* **Text segment**
+ + + +

I realize that a lot of this needs to go in the document(s), but I hope I
have at least indicated that this has had some thought given to it, and
that I don't yet see situations where this makes anything worse, and in
most cases offers benefit even at relatively sparse deployment.

Brian

On Fri, Mar 31, 2017 at 9:01 PM, Job Snijders <job@ntt.net> wrote:

> Dear colleagues,
>
> In today's IDR session (thank you for the orderly meeting, chairs &
> secretary!) the topic of 'well-known BGP community vs BGP Path
> attribute' came up, in context of having a marker to signify or signal a
> route's audience [Sriram] https://datatracker.ietf.org/
> meeting/98/agenda/idr/
>
> I've come to the conclusion that we have no choice other then to use a
> well-known communities for boolean functions like the ones currently on
> the table.
>
> There are a number of significant advantages to using communities, that
> in my opinion outweigh the perceived benefit of introducing a new path
> attribute. This is asserted from a deployment process and adoption rate
> perspective. Throughout this email I'll refer to the _function_ of the
> path attribute/community as "feature X". Most reasons relate to
> "accelerated" deployment rates. With "accelerated" I'm referring to a
> 2-3 year timescale rather then 8+ years. I'll share my analysis below.
>
> We have to assume that there are many networks which might (from this
> moment on) _never_ upgrade their software to the required newer software
> to support feature X natively. There are a number of reasons why a
> network might never receive the necessary software upgrades: the network
> choose to continue using devices well after the End-of-Sale/Support/Life
> date for economic reasons. Some networks use hardware longer then the
> vendor intended, sometimes because the operator disagreed with the
> vendor's view on longevity. Like some of you, I've travelled to regions
> of the world where a good router, is a router without bullet holes in
> it, in such cases you'll have to make things work with whatever was
> loaded on there. In other cases, the vendor simply has gone bankrupt,
> and the network has to make do with what is available on their sparing
> shelves until the hardware is fully amortised.
>
> With the above in mind, I'd argue that for many BGP features it is
> entirely acceptable to state "upgrade your software and receive awesome
> feature Y!". But in the instance of routing security, one might need to
> salvage as much as one can in existing deployments, for altruistic
> reasons.

+ + + +

* **Supplied material**
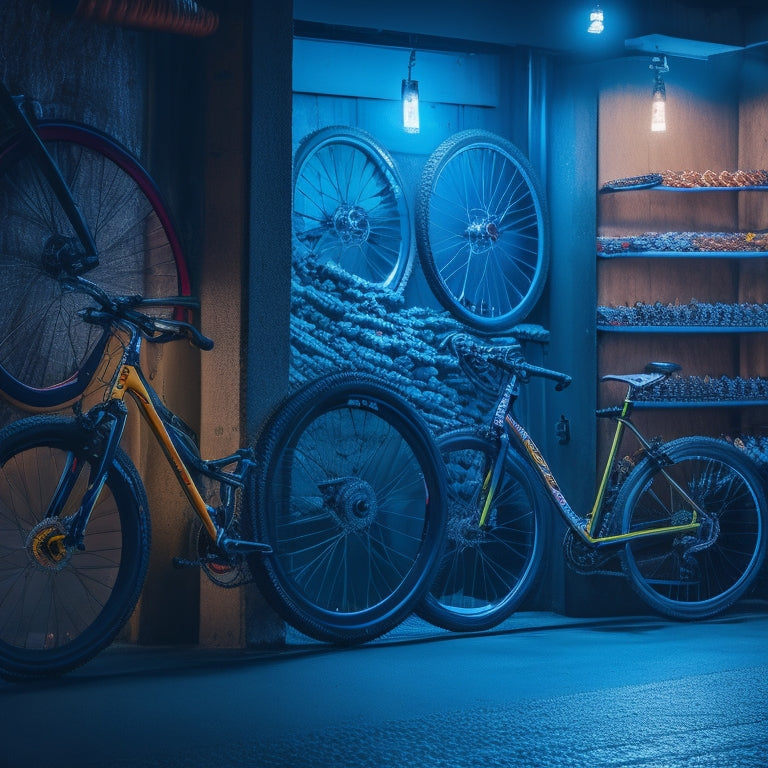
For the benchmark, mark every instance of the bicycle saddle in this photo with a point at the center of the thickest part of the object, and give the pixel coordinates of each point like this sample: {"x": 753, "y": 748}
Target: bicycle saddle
{"x": 653, "y": 372}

+ + + +

* **Goal of the exercise**
List every reason the BGP communities email gives for why a network might never receive the necessary software upgrades.

* **Result**
- The network chose to keep using devices well after the End-of-Sale/Support/Life date for economic reasons.
- Some networks use hardware longer than the vendor intended, sometimes because the operator disagreed with the vendor's view on longevity.
- In some regions of the world, a good router is a router without bullet holes in it, so operators have to make things work with whatever was loaded on it.
- The vendor has gone bankrupt, and the network has to make do with what is on its sparing shelves until the hardware is fully amortised.